_TEKS BACAAN_:
::::::::

Oleh : Dudung Nurullah Koswara
(Ketua Pengurus Besar PGRI)
Anak pemulung itu bernama Muhammad Ghifari Akbar (16). Ia viral di media sosial dan kini menjadi perbincangan publik. Ia anak yang berasal dari kabupaten Garut Jawa Barat. Ia anak yang terlantar karena terlunta-lunta mencari Ibu kandungnya yang pergi entah kemana. Ia hidup menggelandang dan kalau pun pulang hanya menemui nenek dan kakeknya.
Dalam derita menggelandang Ia tetap setia membaca Al Qur’an dan berusaha tidak tinggal shalat. Ia punya karakter, literatif dan konsisten bersahabat dengan Al Qur’an dan shalatnya. Pertama kali fotonya viral saat Ia membaca Al Qur’an di jalan Braga Kota Bandung. Ia sendiri tidak tahu siapa yang mengambil gambar.
Sahabat pembaca, kita orang dewasa apakah dalam kesantaian, kesenangan dan kesejahteraan masih konsisten membaca kitab suci ? Faktanya hampir semua dari kita sangat konsisten membaca WA. Sungguh dalam derita menggelandang Muhammad Ghifari Akbar masih punya waktu membaca Al Qur’an. Inilah karakter.
Muhammad Ghifari Akbar adalah anak putus sekolah dan “putus” keluarga. Ia ditinggal ibu tercinta dan ayah pun menikah lagi. Ia anak yang membutuhkan kasih sayang ibu dan ayah yang normal. Anak menggelandang dan menjadi pemulung sangatlah banyak. Bahkan ada yang menjadi gelandangan dan tidak membaca kitab suci malah ngelem.
Dunia anak Indonesia memang beragam. Ada yang sekolah dan hidup kaya raya namun narkoba. Ada pula yang hidup menggelandang tapi berkahlak baik. Saya mewawancara seorang pendidik yang pernah bercerita terkait remaja jenjang pendidikan menengah dari sekolah ternama berlabel agama malah saat lulus mengadakan pesta, pesta dewasa.
Ragam dinamika anak didik dan anak remaja kita. Mulai dari yang berprestasi mendunia sampai yang menjadi kriminal. Sosok Muhammad Ghifari Akbar adalah sisi lain anak jalanan yang soleh dan taat pada pesan neneknya. Ia masih bisa terjaga dari sejumlah hal negative yang bisa dijumpainya di liarnya jalanan.

::::::::

_KUMPULAN TUGAS_:
1. Sebutkan semua anggota keluarga Muhammad Ghifari Akbar yang disebut dalam teks tentang anak pemulung dari Garut itu.
2. Lanjutkan teks tentang anak pemulung Muhammad Ghifari Akbar setelah kalimat terakhirnya.
Catatan di bawah ini diambil dari sumber lain.

::::::::

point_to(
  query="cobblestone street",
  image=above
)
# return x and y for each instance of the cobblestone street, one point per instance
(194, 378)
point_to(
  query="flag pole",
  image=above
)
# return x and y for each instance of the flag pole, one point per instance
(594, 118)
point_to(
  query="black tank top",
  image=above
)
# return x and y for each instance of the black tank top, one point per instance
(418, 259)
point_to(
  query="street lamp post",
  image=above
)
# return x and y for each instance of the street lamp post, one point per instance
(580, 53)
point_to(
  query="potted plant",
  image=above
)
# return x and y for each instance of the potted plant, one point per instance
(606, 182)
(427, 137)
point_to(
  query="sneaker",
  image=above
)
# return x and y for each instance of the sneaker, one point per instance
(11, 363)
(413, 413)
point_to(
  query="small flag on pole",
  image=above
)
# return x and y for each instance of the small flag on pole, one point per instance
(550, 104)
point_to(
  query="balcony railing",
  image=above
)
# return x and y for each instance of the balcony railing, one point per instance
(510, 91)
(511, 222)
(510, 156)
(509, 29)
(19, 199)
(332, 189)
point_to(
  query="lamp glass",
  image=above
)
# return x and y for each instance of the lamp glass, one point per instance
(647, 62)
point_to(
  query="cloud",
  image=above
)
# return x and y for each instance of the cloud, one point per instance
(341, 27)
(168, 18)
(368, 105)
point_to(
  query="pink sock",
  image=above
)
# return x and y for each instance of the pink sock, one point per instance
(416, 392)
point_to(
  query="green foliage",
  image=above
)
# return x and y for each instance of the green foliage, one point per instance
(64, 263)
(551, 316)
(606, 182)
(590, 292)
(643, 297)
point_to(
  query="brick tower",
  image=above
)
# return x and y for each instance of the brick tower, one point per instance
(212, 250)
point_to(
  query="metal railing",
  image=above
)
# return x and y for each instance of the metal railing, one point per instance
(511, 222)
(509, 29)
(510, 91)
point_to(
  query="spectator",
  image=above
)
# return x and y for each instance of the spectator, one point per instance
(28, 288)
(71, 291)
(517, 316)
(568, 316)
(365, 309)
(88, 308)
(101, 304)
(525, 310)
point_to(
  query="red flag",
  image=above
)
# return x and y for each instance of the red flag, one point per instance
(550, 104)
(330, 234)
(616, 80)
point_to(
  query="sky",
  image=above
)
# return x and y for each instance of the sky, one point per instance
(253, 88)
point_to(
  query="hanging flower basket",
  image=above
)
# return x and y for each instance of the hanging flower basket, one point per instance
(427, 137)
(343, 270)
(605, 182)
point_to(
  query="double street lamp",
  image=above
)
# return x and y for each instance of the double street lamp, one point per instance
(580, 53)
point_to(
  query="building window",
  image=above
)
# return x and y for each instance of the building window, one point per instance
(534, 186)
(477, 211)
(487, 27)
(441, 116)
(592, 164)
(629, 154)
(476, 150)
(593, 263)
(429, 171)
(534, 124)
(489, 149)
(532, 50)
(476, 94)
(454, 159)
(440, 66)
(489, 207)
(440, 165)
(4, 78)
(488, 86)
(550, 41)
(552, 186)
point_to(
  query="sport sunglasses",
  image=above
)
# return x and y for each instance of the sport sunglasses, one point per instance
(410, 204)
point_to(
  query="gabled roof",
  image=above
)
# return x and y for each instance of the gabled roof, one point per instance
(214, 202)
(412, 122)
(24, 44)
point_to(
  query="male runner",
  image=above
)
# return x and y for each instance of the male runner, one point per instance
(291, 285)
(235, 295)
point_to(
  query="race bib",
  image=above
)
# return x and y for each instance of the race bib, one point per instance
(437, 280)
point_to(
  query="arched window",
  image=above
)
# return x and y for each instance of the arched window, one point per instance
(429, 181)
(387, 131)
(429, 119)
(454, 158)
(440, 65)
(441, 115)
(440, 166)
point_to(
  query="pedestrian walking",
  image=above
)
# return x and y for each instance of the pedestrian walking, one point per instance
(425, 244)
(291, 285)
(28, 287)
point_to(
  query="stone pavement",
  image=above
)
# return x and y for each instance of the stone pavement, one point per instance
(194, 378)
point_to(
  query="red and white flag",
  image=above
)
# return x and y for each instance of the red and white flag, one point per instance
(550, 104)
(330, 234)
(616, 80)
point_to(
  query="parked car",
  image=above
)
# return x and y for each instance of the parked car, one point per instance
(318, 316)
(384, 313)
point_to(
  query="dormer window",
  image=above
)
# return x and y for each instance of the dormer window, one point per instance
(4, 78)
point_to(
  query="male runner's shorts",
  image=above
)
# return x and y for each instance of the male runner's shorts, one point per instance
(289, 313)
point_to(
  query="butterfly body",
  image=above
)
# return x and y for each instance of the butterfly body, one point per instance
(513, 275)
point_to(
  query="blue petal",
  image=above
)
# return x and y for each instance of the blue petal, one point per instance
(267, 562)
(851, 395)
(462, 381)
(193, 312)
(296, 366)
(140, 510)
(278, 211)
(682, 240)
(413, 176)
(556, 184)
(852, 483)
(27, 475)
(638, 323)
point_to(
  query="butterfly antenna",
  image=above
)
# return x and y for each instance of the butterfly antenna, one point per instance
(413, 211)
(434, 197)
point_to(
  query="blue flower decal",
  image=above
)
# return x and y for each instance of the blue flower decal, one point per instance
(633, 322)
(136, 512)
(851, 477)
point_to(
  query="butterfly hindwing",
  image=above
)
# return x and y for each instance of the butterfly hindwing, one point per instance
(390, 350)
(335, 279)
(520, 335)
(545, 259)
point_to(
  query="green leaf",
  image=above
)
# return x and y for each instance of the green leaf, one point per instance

::::::::

_KUNCI JAWABAN_:
1. Ibu kandung, ayah, nenek, dan kakek.

2.
Negara, masyarakat dan orang dewasa harus hadir mengafirmasi dan memberi perhatian lebih pada remaja-remaja jalanan yang masih bisa berakhlak baik. Sungguh tampilan foto Muhammad Ghifari Akbar telah “menampar” semua muka umat muslim yang mayoritas lupa membaca kitab suci karena sibuk “membaca” WA urusan duniawi.
Andaikan Saya jadi Mendikbud yang pernah mengatakan pentingnya pendidikan literasi, numerasi dan karakter. Akan Saya undang Muhammad Ghifari Akbar ke kantor Kemndikbud. Mengapa? Karena Muhammad Ghifari Akbar adalah “Duta LNK”, duta literasi, numerasi dan karakter. Literasi membaca Al Qur’an, numerasi menghitung barang dan uang yang didapat dari rongsoskan dan karakter terkait akhlaknya.
Hayoo Pak Nadiem jadikan Muhammad Ghifari Akbar sebagai duta LNK! Bisa jadi malah anak orang kaya yang sekolah di sekolah mewah malah membaca karena tugas gurunya. Menghitung hanya jumlah uang jajan saja. Plus akhlak mulianya tergerus oleh gaya budaya anak mamah. Bisa jadi demikian adanya. Walu tentu tidak semua.
Semoga Tuhan yang maha kasih lebih melindungi anak-anak terlantar yang soleh dan berhasil melintasi derita hidup. Sungguh anak-anak sejahtera dan keluarga yang normal sangat-sangat beruntung dan diberkati. Mari kita berdoa pada mereka yang bermasalah dan mari kita tasyakur atas segala nikmat yang Tuhan berikan dalam kenormalan hidup kita.